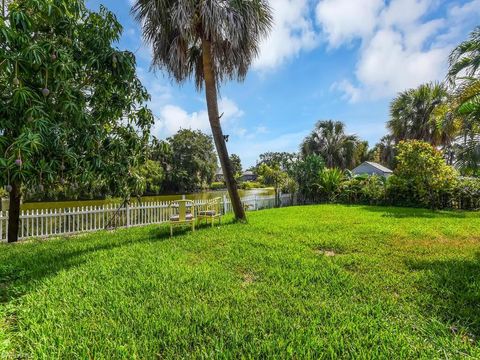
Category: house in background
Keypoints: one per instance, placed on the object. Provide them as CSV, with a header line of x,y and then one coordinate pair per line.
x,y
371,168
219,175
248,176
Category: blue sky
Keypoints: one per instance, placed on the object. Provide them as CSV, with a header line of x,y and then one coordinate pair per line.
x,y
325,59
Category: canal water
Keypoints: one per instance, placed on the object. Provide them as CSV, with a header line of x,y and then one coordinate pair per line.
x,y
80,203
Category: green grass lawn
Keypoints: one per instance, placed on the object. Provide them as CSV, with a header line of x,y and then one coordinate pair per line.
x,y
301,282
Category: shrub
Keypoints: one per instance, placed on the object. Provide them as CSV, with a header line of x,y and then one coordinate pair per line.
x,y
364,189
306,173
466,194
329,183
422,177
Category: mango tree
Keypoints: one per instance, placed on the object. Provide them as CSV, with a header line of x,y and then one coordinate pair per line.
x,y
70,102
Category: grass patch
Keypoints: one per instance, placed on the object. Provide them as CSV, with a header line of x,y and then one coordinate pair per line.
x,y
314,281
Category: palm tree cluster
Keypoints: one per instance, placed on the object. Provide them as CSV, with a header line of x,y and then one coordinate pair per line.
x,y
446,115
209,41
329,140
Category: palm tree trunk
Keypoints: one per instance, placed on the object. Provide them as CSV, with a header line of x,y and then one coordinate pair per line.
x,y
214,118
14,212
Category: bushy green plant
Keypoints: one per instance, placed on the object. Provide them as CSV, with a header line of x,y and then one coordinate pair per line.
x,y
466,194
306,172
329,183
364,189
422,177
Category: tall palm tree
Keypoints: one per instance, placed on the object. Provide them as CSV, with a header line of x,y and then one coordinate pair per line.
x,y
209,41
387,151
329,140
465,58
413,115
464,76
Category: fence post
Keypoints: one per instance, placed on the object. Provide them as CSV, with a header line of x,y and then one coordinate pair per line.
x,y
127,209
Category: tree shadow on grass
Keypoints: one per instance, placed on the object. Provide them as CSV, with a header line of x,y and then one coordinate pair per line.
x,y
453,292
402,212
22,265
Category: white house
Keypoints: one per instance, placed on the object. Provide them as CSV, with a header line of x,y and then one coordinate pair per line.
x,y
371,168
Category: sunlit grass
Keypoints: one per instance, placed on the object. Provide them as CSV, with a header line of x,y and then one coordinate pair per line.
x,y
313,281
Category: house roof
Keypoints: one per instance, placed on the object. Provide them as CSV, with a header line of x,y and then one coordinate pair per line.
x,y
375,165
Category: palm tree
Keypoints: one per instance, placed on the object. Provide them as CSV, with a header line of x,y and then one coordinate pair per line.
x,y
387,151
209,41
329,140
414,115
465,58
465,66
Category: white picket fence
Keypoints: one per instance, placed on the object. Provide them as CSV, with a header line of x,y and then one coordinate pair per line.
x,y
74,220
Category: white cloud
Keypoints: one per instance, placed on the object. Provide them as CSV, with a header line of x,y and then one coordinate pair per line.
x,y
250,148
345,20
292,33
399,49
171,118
...
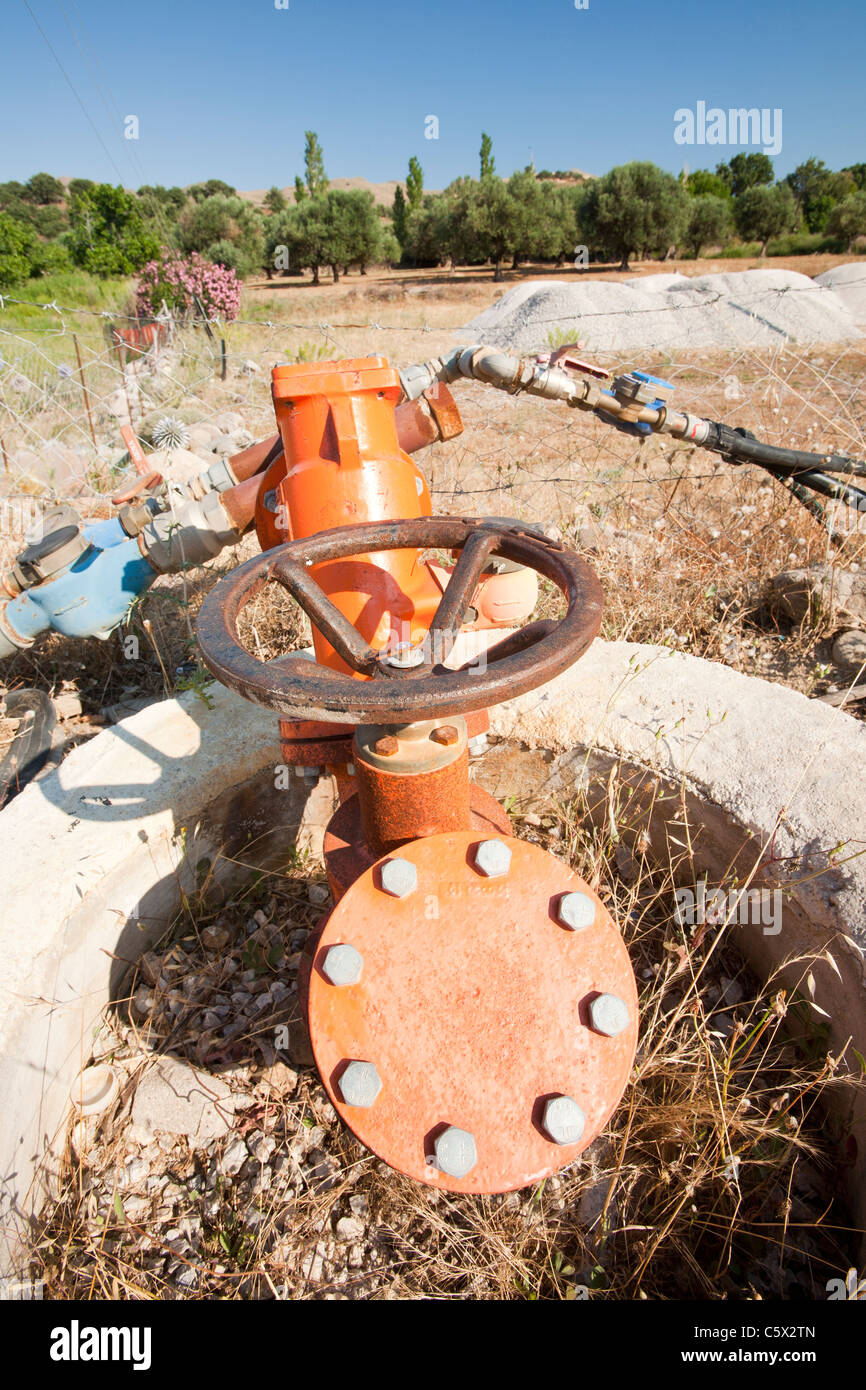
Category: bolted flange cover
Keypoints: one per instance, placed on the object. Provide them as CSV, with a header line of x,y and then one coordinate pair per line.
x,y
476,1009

EXERCISE REQUIREMENTS
Collect every line of the entries above that contains the string "fence". Case counts.

OUTPUT BELOW
Category: fence post
Category: white picket fence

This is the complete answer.